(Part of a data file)
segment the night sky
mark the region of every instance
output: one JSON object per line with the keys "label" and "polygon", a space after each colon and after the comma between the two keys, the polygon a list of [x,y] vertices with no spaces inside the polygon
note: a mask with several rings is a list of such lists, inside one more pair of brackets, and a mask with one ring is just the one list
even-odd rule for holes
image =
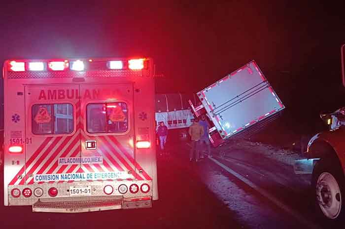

### SET TASK
Turn the lines above into a numbered list, skipping any blank lines. Leave out any pictures.

### FULL ANSWER
1. segment the night sky
2. mark the region of every instance
3. output: one JSON object per line with the keys "label" and "polygon", a space after each colon and after the comma between the two keys, the polygon a list of [x,y] vertices with no spaces inside the polygon
4. note: a mask with several rings is a list of such lists, inside one more pair of brackets, and a mask with one ring is just the one list
5. even-odd rule for holes
6. image =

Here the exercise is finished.